TASK OBJECTIVE:
Switch "blue striped shirt" to "navy striped shirt" in the stretch from the line containing "Object class to annotate: smiling girl" through the line containing "[255, 36, 360, 208]". Return only those lines, with everything else left as it is.

(Photo labels with boxes)
---------------
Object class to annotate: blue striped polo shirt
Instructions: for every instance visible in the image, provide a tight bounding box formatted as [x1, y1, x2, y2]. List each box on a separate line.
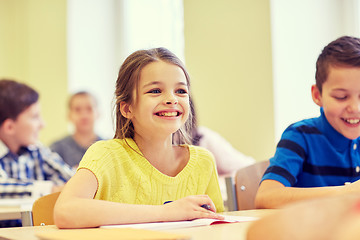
[262, 108, 360, 187]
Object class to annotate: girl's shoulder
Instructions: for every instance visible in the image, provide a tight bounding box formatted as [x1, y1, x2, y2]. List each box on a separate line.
[186, 145, 215, 162]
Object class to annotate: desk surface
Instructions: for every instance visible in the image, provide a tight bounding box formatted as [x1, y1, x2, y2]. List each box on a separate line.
[0, 209, 276, 240]
[0, 198, 35, 226]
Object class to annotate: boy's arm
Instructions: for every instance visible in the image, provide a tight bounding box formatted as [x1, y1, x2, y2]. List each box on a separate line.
[255, 180, 346, 208]
[247, 194, 360, 240]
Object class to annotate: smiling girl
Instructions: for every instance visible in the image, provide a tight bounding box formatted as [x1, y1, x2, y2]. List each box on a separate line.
[54, 48, 224, 228]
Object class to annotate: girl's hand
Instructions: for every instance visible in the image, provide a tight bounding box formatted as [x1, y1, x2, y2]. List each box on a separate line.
[163, 195, 224, 221]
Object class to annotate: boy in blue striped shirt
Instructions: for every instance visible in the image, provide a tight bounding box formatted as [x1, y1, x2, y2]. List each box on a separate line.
[0, 79, 74, 227]
[255, 36, 360, 208]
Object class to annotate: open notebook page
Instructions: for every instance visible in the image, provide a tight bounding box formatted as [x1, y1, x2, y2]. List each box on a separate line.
[100, 215, 258, 230]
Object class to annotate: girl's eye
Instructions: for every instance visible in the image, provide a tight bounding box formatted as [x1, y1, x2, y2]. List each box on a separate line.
[334, 96, 347, 100]
[148, 88, 161, 93]
[176, 89, 187, 94]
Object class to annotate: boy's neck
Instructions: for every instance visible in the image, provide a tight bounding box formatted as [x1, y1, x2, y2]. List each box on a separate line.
[0, 135, 21, 155]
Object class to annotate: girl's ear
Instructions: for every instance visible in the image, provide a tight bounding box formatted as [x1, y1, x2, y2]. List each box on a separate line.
[311, 84, 322, 107]
[0, 118, 15, 135]
[120, 102, 132, 119]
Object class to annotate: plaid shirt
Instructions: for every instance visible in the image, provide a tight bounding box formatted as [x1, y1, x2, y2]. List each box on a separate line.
[0, 140, 74, 198]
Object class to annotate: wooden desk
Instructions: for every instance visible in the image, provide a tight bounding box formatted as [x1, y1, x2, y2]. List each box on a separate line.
[0, 209, 276, 240]
[0, 198, 35, 226]
[0, 207, 33, 226]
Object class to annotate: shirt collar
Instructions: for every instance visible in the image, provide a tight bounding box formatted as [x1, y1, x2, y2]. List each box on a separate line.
[0, 140, 10, 159]
[318, 108, 360, 151]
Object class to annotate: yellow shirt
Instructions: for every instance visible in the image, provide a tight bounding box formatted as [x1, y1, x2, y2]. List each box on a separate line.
[78, 138, 224, 212]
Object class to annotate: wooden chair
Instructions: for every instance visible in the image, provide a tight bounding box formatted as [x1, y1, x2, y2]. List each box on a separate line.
[225, 160, 269, 211]
[32, 192, 60, 226]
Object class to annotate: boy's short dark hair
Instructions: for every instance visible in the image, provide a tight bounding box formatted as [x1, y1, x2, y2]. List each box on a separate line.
[0, 79, 39, 126]
[315, 36, 360, 93]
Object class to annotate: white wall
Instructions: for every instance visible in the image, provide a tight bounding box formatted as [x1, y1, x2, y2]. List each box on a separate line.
[64, 0, 184, 138]
[271, 0, 360, 141]
[67, 0, 122, 138]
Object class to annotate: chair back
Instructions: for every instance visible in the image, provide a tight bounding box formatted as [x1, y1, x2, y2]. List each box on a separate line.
[225, 160, 270, 211]
[32, 192, 60, 226]
[235, 160, 270, 210]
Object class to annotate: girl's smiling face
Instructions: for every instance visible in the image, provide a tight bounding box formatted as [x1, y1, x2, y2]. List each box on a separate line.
[312, 66, 360, 139]
[126, 61, 190, 140]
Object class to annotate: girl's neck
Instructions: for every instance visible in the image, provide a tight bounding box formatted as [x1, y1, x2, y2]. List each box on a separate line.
[134, 134, 189, 177]
[73, 129, 97, 148]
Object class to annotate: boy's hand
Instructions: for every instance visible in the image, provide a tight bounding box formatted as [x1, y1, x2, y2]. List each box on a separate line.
[163, 195, 224, 221]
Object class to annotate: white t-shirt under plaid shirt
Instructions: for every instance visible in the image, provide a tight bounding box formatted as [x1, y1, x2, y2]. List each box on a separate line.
[0, 140, 74, 198]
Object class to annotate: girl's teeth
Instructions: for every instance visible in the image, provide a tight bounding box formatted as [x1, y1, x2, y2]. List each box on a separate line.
[159, 112, 177, 117]
[346, 119, 360, 124]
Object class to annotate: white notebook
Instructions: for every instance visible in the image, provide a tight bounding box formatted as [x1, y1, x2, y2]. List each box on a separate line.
[100, 215, 258, 230]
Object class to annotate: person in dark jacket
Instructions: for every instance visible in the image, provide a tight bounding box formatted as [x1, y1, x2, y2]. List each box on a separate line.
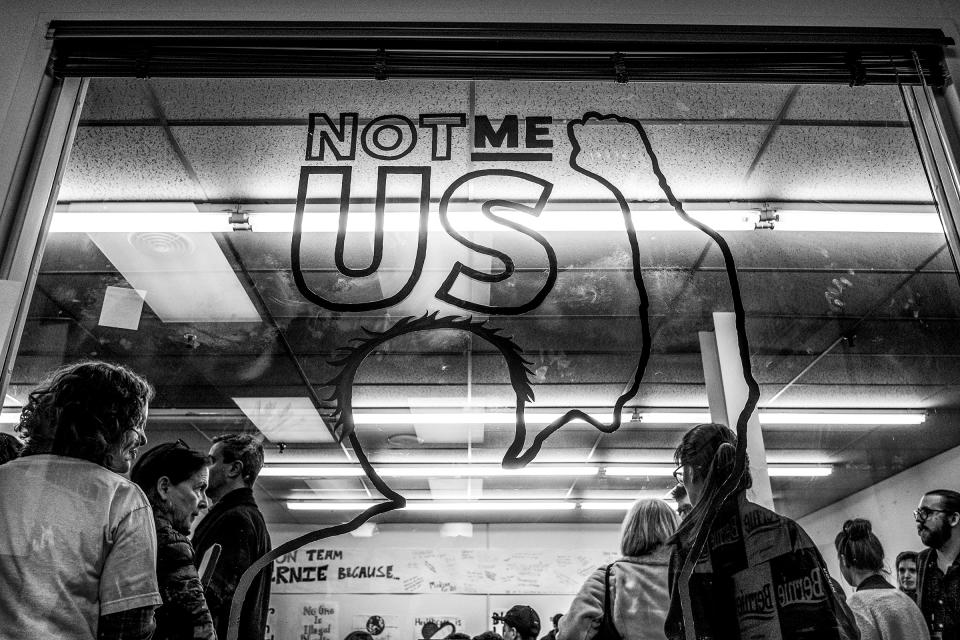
---------------
OUTPUT OF THE EXERCISE:
Object class to annotate: smiling girl
Instructions: for every instance visible in the image, provide a tight bounding box formatted as [x1, y1, x2, y2]. List each box on a separate line.
[54, 48, 224, 228]
Object class to annotate: girl's hand
Instructions: for every instance visible in the image, provide a tight bounding box formatted as [x1, y1, x2, y2]. List each box on a separate line.
[163, 195, 224, 221]
Object class to annotate: boy in navy striped shirt
Instructions: for every instance visible in the image, provide a tight bounding box formatted as [x1, y1, x2, y2]. List each box on a separate line.
[0, 79, 74, 227]
[255, 36, 360, 208]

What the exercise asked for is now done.